Research Paper - Journal of Food Nutrition and Health (2018) Volume 1, Issue 1

Relationship of physical activity with obesity indicators and serum leptin level in a type 2 diabetic local population.

*Corresponding Author:

Butt S
Department of Zoology, University of the Punjab, Lahore Pakistan
E-mail: saba.butt@hotmail.com

Accepted date: January 05, 2018

Citation: Butt S, Cheema AM. Relationship of physical activity with obesity indicators and serum leptin level in a type 2 diabetic local population. J Food Nutr Health 2018;1(1):6-9.

Abstract

Obesity is strong contributory factor in incidence and complications of type 2 diabetes and other degenerative disorders. Physical inactivity is associated with obesity and hormone levels. Current study was planned to investigate relationship of physical inactivity with obesity indicators and leptin levels in type 2 diabetics. Type 2 diabetes patients (n=112) visiting public hospitals of Lahore participated in this study. Anthropometric measures and physical activity were recorded using a structured questionnaire. Leptin levels were measured using ELISA. Statistical analysis was carried out to relate parameters of physical activity, obesity indicators and leptin levels. Results showed that type 2 diabetic subjects demonstrate unhealthy body composition and reduced physical activity. Physical activity was associated with leptin levels and obesity indicators. Leptin level was also significantly associated with the obesity indicators. It is concluded that physical inactivity is strongly related with obesity indicators and leptin levels in this population.

Keywords

Physical inactivity, Obesity indicators, Leptin, Type 2 diabetes.

Introduction

Obesity is one of the most important contributors in development and progression of various metabolic/ degenerative diseases. Increased incidence of obesity is attributed to the change in various lifestyle behaviours especially increased food intake and reduced physical activity. It has been found that food intake is increased and physical activity is decreased, particularly in urban populations which results into obesity and associated metabolic disorders [1]. Obesity is attributed to be responsible for various metabolic diseases including hypertension, cardiovascular diseases, metabolic syndrome and type 2 diabetes mellitus [2-4].

Nyamdorj [5] showed that BMI and central obesity are indicators of diabetes incidence in Mauritius. Obesity is strongly associated with degenerative diseases like diabetes, hypertension, cardiovascular diseases and more. Decoda study group [6] showed that obesity indicators including BMI and central obesity demonstrate a relationship with type 2 diabetes. Qiao and Nyamdorj [7] demonstrated that BMI and central obesity are predictors of diabetes independently. Type 2 diabetes mellitus is one of the most important disorders associated with obesity and reduced physical activity. Physical activity is also known to be associated with glycaemic control hence improve the hyperglycaemic situation that exist in type 2 diabetes. Physical activity particularly the one conducted for health or leisure time is specifically known to reduce and maintain weight [8]. Interaction of lifestyle factors with hormones is also studied and contemporary lifestyle has been found to be associated with circulating hormone levels in human and animal subjects [9]. Leptin is a one of the very important hormones that has been found to be involved in regulation of fuel metabolism in body hence related to overweight status and obesity. Leptin is known to control appetite hence involved in weight control. Leptin is a major regulator of appetite and energy expenditure [10].

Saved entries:
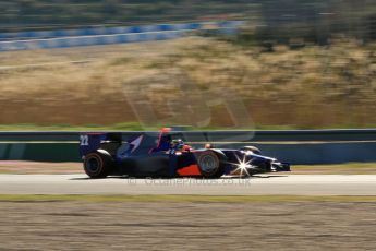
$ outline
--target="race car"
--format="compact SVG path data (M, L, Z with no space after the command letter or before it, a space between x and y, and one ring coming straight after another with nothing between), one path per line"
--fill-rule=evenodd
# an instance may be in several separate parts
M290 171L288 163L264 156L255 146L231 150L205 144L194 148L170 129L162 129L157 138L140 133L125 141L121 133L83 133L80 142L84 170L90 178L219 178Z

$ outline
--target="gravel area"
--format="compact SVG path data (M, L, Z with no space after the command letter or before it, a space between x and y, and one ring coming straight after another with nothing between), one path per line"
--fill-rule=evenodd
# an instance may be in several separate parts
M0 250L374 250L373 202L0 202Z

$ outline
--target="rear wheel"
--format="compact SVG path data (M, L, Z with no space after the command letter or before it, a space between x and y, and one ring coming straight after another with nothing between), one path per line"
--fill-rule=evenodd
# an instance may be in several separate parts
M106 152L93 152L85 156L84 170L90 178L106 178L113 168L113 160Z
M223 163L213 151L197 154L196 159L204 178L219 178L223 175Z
* * *
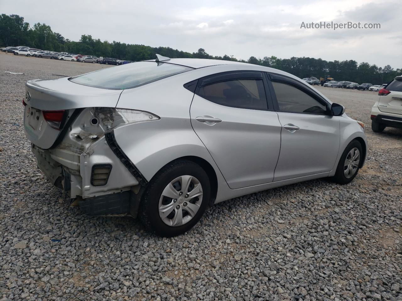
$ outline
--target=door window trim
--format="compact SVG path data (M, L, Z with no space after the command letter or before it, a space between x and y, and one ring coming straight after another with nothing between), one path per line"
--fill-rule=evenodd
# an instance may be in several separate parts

EXERCISE DESCRIPTION: Reproduce the passage of the research paper on physical activity and leptin, starting at "Obesity is one" and ending at "diabetes mellitus [2-4].".

YOUR SOLUTION:
Obesity is one of the most important contributors in development and progression of various metabolic/ degenerative diseases. Increased incidence of obesity is attributed to the change in various lifestyle behaviours especially increased food intake and reduced physical activity. It has been found that food intake is increased and physical activity is decreased, particularly in urban populations which results into obesity and associated metabolic disorders [1]. Obesity is attributed to be responsible for various metabolic diseases including hypertension, cardiovascular diseases, metabolic syndrome and type 2 diabetes mellitus [2-4].